STUDY TEXT ▸
========
China says 2,500 wartime Japanese chemical weapons destroyed
China’s military said Jan. 17 that more than 2,500 abandoned Japanese wartime chemical weapons collected from northern China, including Beijing and the port city of Tianjin, have been destroyed in a four-year disposal process.
Japan and China have been working together on the biggest chemical weapon cleanup effort in history, a decades-long, diplomatically sensitive project that is seen in China as a reminder of the wartime atrocities it suffered during Japan’s 1937 invasion and subsequent occupation.
Under the terms of a 1997 treaty, Tokyo is responsible for cleaning up hundreds of thousands of chemical weapons left behind by its occupation troops at the end of World War II. China says thousands of Chinese have been killed or hurt since the end of the war in 1945 by accidents related to the buried weapons.
China’s ministry of defense said Tuesday that the weapons’ disposal at a facility in Shijiazhuang city in Hebei province, neighboring Beijing, had finished in a “safe, orderly and smooth manner.” The weapons are generally burned in specially designed furnaces.
The remaining pieces of Japanese chemical weapons are difficult to find and destroy because they were scattered widely, the ministry said. It urged Japan to “increase manpower and resources” to finish the job.
China has repeatedly urged Japan to speed up the project, which was initially scheduled to be completed in 2007 but has hit delays.
China estimates that Japanese troops left behind more than 2 million chemical weapons, mostly in the northeastern region of Manchuria. The cleanup of the biggest cache — a site with nearly 700,000 chemical bombs at Haerbaling in Jilin province — is scheduled to be finished in 2022.
The Japanese government said in 2015 that it finished destroying another cache at a facility in the central Chinese city of Wuhan. AP
UN: Iraq’s battle for Mosul has made over 148,000 homeless
The United Nations says the massive Iraqi military operation to retake the city of Mosul from the Islamic State group has made more than 148,000 people homeless.
The U.N. said in a statement released Jan. 16 that nearly 12,500 people were forced to flee their homes just over the past week.
========
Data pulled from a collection
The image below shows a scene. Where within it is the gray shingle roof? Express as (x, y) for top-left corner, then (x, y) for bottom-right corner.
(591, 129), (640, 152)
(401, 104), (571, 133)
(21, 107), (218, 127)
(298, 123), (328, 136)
========
WHAT IS NEEDED ▸
In the text about abandoned Japanese chemical weapons in China, in which city was the facility where the more than 2,500 weapons were destroyed?

ANSWER ▸
Shijiazhuang, in Hebei province.